— TASK OBJECTIVE —
All of the records below are to be output exactly; no image belongs in the result.

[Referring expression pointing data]
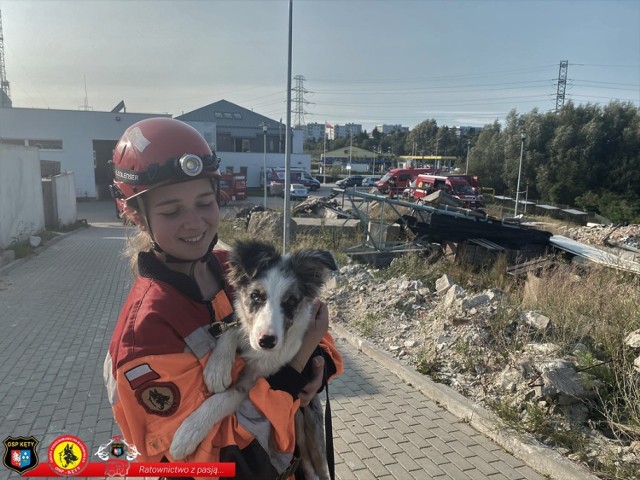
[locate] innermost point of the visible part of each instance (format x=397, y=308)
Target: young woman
x=166, y=180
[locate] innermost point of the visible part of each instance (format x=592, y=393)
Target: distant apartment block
x=466, y=130
x=386, y=129
x=314, y=131
x=344, y=131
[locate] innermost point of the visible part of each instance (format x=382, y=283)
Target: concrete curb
x=540, y=458
x=16, y=263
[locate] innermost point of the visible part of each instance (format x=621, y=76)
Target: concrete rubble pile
x=454, y=336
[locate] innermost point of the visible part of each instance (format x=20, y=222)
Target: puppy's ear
x=249, y=258
x=311, y=267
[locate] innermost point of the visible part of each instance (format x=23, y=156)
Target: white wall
x=255, y=161
x=76, y=129
x=65, y=188
x=21, y=207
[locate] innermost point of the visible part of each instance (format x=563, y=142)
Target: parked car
x=370, y=181
x=351, y=181
x=297, y=191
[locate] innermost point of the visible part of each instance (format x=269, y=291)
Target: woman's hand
x=317, y=329
x=317, y=370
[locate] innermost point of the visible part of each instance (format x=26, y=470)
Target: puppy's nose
x=267, y=342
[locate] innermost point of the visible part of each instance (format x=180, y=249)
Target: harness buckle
x=218, y=328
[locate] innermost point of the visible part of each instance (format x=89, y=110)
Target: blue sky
x=460, y=62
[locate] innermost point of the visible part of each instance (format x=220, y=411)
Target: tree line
x=585, y=156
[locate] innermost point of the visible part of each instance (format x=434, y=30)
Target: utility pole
x=264, y=163
x=300, y=101
x=324, y=154
x=562, y=84
x=468, y=145
x=286, y=236
x=522, y=137
x=5, y=96
x=350, y=148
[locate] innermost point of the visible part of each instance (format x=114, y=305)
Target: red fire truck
x=463, y=187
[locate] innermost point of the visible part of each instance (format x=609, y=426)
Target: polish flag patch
x=140, y=375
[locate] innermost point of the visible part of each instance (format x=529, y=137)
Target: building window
x=14, y=141
x=31, y=142
x=46, y=144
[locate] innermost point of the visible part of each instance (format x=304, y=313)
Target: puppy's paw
x=185, y=441
x=217, y=376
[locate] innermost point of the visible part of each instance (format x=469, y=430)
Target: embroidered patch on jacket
x=140, y=375
x=159, y=398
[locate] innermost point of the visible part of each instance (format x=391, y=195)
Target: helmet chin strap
x=171, y=259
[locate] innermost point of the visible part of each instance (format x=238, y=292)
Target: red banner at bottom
x=120, y=468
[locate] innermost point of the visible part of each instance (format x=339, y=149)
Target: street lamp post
x=468, y=145
x=324, y=155
x=522, y=137
x=374, y=161
x=264, y=163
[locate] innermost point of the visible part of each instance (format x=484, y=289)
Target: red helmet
x=160, y=151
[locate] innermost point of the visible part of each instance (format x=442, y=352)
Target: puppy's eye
x=256, y=296
x=291, y=301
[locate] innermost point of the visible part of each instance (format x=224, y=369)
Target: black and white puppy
x=273, y=297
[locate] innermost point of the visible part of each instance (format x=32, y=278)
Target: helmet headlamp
x=191, y=165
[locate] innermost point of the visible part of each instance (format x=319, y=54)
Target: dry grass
x=597, y=308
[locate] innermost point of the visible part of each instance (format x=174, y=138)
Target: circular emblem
x=159, y=398
x=68, y=455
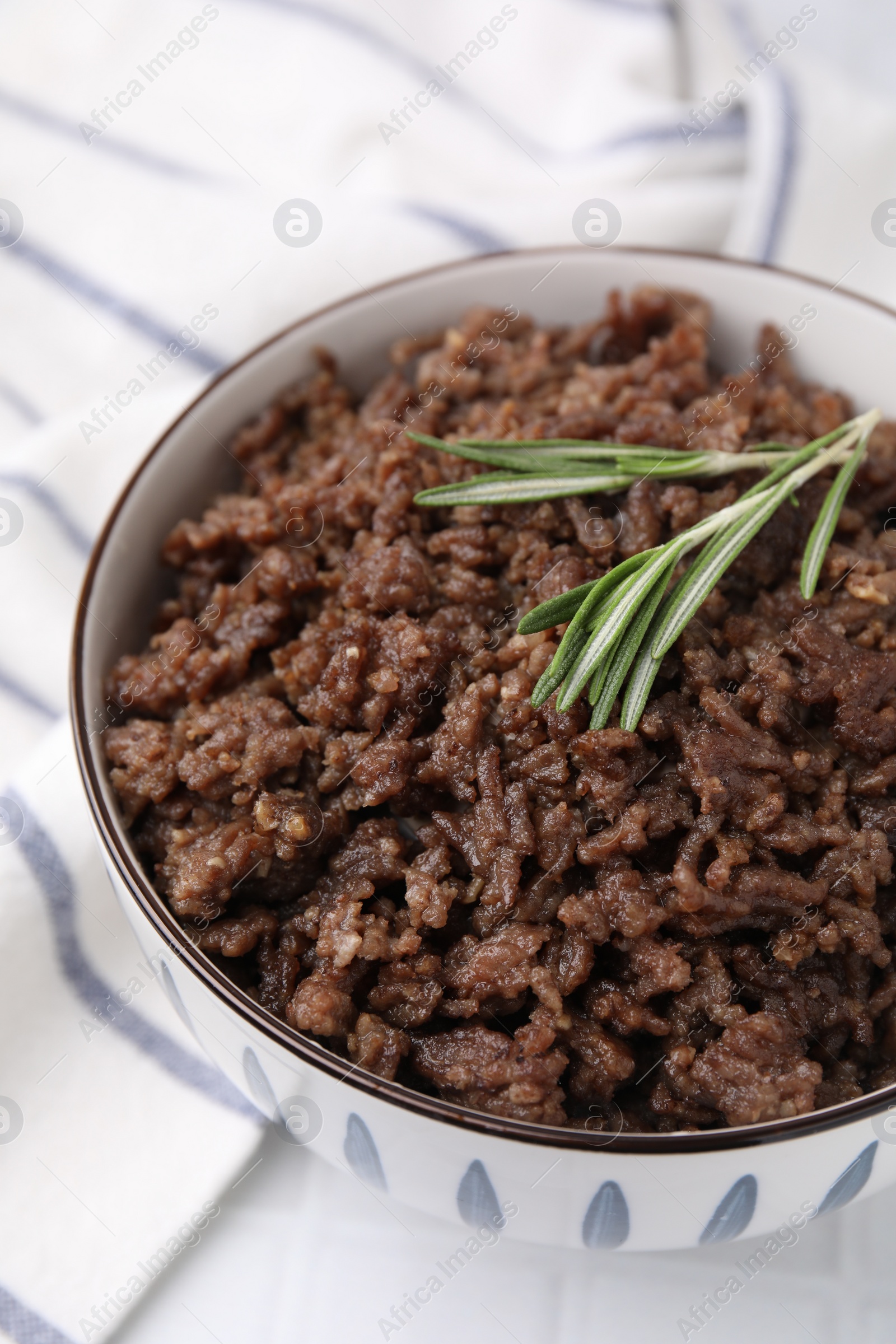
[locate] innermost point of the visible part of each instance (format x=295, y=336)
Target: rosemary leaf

— RESULT —
[locate] innermost point of the visible part of each instance (format x=397, y=308)
Target: young woman
x=166, y=180
[locate] innermost point of the visible part of each instance (format x=592, y=393)
Target: distant apartment block
x=466, y=130
x=386, y=129
x=314, y=131
x=344, y=131
[locate] innermost point of the visible part of each instance (format x=382, y=283)
Target: concrete curb
x=540, y=458
x=16, y=263
[locate] innermost point of the visible part of each instance (format x=621, y=76)
Target: concrete rubble pile
x=454, y=336
[locate] innermost point of the visible part of each instance (format x=20, y=222)
Target: puppy's ear
x=249, y=258
x=311, y=267
[locate] innermost point of the visible part of each instance (format x=23, y=156)
Target: white wall
x=255, y=161
x=76, y=129
x=65, y=188
x=21, y=207
[locate] innermost point of the visible part of each instance (format x=563, y=142)
Target: parked car
x=370, y=181
x=351, y=181
x=297, y=191
[locate] innermost point of the visible part of each instance (format x=269, y=291)
Target: woman's hand
x=317, y=329
x=317, y=370
[locate] innermost point of the visible part of each instance (format x=26, y=470)
Target: puppy's nose
x=267, y=342
[locate] innermost point of the visible part of each instance (format x=180, y=249)
Target: harness buckle
x=218, y=328
[locate] innermost point of the visible part of each instance (format x=89, y=110)
Target: blue sky
x=460, y=62
[locate] innermost point of the visible part of each instance (format x=220, y=411)
Target: tree line
x=585, y=156
[locate] innermost point of the visible part of each instance (format x=434, y=30)
Target: utility pole
x=264, y=163
x=300, y=101
x=324, y=154
x=562, y=84
x=468, y=145
x=286, y=236
x=522, y=137
x=5, y=96
x=350, y=148
[locate] innermost point of the visible part of each instance (format x=114, y=305)
Target: red fire truck
x=463, y=187
[locate] innermost point of the visible part of each instance (format x=609, y=426)
Target: polish flag patch
x=140, y=375
[locate] innermost point of the visible part of each instance (format x=529, y=137)
Target: building window
x=14, y=141
x=31, y=142
x=46, y=144
[locate] innermost point of the visible part of each instance (format x=304, y=313)
Target: puppy's paw
x=185, y=441
x=217, y=376
[locate] innermost point of the visible part of each instance (format x=469, y=430)
Target: embroidered patch on jacket
x=140, y=375
x=159, y=398
[locate] innermost point of the visible part of each instance (format x=391, y=195)
Target: helmet chin strap
x=171, y=259
[locate] innermost point of the visible part of each instance (format x=238, y=292)
Target: red banner at bottom
x=120, y=468
[locate] innermost point of the visible part of each instance (format x=339, y=149)
Target: street lamp post
x=468, y=145
x=324, y=155
x=522, y=137
x=374, y=161
x=264, y=163
[locate] innermost point of the visible part of each instance (format x=484, y=289)
Target: red helmet
x=160, y=151
[locate] innermost point of the visible part of each instance (format x=442, y=352)
Target: puppy's eye
x=256, y=296
x=291, y=301
[locate] innermost point of the visible part of each instance (format x=224, y=369)
Target: black and white puppy
x=273, y=297
[locate] innermost point of the visible part of each instance (format x=32, y=278)
Target: helmet headlamp
x=191, y=165
[locate] innermost point of the visible part of each instance (format x=319, y=54)
Target: dry grass
x=597, y=308
[locate] innermost point of the visible part of each instance (format x=174, y=138)
Target: circular emblem
x=159, y=398
x=68, y=455
[locate] innermost point of the visible part of each instance (format x=295, y=336)
Target: rosemary leaf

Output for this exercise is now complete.